▶ _Text provided_:

###

One challenge faced by bioinformaticians is an usual sparsity of data. While there are often many long genetic sequences available, the most interesting phenomena are sometimes extremely rare. Therefore, a rare event leads to a variety of needle- in-a-haystack problems which have to be modelled and understood. Rare events are log normally distributed, so methods based on statistics that assume Gaussian distributions (e.g. arithmetic means) fail. However, sample stratification is a useful technique for rare event detection in unbalanced data especially in molecular biology. The technique makes each class in a sample data have equal weight in decision making. Using a neural network for sample stratification and detection of rare events was examined in [16]. The experiment was carried out on human genome DNA, and it showed significant improvement for rare event detection.

###

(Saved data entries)
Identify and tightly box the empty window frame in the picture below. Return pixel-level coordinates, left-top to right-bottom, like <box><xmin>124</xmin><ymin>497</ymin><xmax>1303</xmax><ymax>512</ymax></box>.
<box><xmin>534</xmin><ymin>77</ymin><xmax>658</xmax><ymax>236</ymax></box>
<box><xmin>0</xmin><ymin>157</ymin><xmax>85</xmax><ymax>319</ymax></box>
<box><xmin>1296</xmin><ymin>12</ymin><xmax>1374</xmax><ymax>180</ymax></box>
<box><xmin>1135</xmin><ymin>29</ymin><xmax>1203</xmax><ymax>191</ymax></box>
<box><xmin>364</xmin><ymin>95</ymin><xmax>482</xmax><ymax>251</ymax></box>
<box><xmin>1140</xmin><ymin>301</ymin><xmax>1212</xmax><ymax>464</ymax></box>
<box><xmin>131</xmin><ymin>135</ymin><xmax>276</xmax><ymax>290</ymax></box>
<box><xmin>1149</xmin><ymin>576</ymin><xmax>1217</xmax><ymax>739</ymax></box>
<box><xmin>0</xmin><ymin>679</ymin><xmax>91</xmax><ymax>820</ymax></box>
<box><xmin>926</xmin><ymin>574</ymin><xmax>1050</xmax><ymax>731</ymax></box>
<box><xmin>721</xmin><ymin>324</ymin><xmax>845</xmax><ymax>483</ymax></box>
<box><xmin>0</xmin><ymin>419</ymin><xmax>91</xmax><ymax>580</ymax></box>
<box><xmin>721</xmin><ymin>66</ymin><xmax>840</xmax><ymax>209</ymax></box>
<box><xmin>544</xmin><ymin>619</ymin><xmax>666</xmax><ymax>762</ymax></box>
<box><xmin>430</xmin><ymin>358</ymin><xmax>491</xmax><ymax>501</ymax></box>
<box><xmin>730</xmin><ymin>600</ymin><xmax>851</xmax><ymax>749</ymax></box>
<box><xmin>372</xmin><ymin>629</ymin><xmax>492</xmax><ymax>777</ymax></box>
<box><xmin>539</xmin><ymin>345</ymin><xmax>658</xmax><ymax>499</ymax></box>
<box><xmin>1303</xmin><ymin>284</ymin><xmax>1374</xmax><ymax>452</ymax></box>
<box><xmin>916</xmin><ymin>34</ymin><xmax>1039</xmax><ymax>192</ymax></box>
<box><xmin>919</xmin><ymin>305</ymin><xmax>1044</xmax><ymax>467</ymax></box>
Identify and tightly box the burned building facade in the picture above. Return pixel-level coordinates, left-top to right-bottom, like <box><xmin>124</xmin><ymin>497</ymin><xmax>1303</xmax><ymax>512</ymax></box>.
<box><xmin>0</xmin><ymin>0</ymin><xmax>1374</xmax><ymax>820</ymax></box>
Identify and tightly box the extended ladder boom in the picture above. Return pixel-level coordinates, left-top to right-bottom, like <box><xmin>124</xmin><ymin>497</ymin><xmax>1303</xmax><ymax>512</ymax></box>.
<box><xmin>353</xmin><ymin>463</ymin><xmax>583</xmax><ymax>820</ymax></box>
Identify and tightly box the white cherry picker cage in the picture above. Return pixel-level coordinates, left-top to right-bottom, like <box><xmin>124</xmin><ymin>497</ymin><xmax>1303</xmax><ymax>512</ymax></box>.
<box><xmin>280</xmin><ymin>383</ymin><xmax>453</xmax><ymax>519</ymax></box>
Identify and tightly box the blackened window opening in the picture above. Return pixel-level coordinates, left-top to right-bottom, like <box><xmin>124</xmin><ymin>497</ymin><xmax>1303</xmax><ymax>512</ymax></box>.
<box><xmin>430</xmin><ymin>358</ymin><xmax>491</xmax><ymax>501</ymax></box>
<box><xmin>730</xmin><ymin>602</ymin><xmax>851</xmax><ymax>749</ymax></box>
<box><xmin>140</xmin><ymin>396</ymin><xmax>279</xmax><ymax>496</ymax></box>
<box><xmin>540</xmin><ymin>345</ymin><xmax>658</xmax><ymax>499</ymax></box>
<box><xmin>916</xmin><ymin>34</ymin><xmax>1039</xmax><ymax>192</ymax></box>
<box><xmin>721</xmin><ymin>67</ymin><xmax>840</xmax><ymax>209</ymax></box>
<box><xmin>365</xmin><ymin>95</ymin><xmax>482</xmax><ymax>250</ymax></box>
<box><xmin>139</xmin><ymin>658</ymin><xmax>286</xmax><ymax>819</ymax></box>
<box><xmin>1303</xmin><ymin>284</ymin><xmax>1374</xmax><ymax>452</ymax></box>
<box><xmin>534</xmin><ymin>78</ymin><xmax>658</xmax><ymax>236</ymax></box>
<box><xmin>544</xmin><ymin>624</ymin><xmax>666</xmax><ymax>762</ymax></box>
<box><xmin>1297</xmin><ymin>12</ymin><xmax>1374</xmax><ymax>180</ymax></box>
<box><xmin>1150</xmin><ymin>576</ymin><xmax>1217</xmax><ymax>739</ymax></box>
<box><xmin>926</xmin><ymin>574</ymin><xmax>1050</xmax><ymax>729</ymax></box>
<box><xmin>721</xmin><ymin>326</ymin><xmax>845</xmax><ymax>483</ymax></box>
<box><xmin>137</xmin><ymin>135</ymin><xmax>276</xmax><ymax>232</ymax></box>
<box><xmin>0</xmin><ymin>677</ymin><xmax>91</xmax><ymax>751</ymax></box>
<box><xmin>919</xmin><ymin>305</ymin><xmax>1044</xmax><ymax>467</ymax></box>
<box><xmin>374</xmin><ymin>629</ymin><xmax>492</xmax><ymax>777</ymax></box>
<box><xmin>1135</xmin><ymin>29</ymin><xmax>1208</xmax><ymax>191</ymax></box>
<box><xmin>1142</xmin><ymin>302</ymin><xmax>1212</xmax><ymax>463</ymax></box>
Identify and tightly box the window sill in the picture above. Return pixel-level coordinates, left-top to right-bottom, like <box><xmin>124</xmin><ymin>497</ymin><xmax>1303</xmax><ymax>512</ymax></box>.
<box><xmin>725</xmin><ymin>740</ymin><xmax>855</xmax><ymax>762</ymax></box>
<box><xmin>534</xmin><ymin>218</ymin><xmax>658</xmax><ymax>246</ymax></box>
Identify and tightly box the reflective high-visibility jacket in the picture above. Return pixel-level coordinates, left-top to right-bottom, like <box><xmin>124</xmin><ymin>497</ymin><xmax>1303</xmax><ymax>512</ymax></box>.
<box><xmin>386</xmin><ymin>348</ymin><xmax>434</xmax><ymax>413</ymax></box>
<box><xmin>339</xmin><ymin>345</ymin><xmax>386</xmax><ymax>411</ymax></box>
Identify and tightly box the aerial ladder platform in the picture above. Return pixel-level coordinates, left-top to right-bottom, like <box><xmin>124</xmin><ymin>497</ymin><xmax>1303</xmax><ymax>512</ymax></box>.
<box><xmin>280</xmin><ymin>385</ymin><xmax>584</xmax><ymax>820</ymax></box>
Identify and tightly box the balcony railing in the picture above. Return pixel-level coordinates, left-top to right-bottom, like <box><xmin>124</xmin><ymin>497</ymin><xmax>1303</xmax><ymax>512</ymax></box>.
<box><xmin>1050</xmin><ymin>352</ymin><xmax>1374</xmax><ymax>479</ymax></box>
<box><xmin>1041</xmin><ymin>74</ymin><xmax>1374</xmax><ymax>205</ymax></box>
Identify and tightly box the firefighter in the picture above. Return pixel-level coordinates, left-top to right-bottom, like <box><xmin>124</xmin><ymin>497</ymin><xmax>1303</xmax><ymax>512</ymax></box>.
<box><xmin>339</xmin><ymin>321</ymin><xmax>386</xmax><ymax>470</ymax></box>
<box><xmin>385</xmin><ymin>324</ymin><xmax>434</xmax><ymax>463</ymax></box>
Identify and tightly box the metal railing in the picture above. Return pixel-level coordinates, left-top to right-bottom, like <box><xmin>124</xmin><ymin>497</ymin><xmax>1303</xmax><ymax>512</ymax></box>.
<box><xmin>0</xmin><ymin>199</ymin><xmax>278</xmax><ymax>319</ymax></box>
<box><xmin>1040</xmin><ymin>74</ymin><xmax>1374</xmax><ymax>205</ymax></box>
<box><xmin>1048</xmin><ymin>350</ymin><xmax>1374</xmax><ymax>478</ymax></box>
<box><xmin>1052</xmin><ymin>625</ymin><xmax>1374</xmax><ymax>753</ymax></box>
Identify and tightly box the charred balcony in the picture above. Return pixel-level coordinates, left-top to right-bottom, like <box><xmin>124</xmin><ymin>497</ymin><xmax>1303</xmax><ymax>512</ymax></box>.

###

▶ _What is expected_: Reproduce, word for word, the portion of the passage on rare event detection in bioinformatics that starts at "One challenge faced" and ends at "rare event detection.".

▶ _Answer to the exercise_:
One challenge faced by bioinformaticians is an usual sparsity of data. While there are often many long genetic sequences available, the most interesting phenomena are sometimes extremely rare. Therefore, a rare event leads to a variety of needle- in-a-haystack problems which have to be modelled and understood. Rare events are log normally distributed, so methods based on statistics that assume Gaussian distributions (e.g. arithmetic means) fail. However, sample stratification is a useful technique for rare event detection in unbalanced data especially in molecular biology. The technique makes each class in a sample data have equal weight in decision making. Using a neural network for sample stratification and detection of rare events was examined in [16]. The experiment was carried out on human genome DNA, and it showed significant improvement for rare event detection.